■ THE INPUT
'''

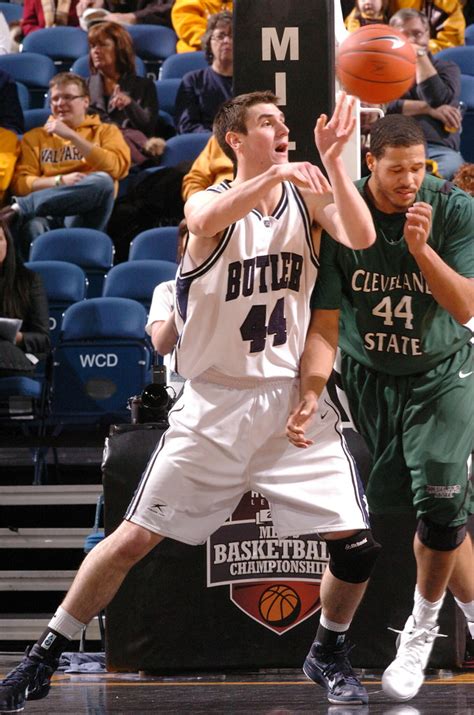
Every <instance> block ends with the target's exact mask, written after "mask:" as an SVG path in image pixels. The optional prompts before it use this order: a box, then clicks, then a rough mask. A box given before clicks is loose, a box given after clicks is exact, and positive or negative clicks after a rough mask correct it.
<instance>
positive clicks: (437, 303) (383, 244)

'''
'''

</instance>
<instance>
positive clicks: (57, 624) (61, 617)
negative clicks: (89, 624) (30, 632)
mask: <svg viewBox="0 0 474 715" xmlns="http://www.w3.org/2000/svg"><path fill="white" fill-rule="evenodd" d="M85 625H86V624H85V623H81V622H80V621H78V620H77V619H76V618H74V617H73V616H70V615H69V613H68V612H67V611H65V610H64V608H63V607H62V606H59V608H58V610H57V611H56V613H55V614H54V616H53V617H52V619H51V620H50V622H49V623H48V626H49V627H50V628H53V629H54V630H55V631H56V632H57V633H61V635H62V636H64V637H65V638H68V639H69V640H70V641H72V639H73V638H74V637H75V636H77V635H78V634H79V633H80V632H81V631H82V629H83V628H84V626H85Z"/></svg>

'''

■ INSTRUCTIONS FOR THE TASK
Go through the data and copy every line that includes "instance".

■ EXERCISE SOLUTION
Every <instance> block ends with the target's exact mask, written after "mask:" as an SVG path in image pixels. The optional prompts before it use this order: a box, then clicks, then a rough mask. A box given before clicks is loose, a box given after clicks is exact, and positive or negative clicks after a rough mask correct it.
<instance>
</instance>
<instance>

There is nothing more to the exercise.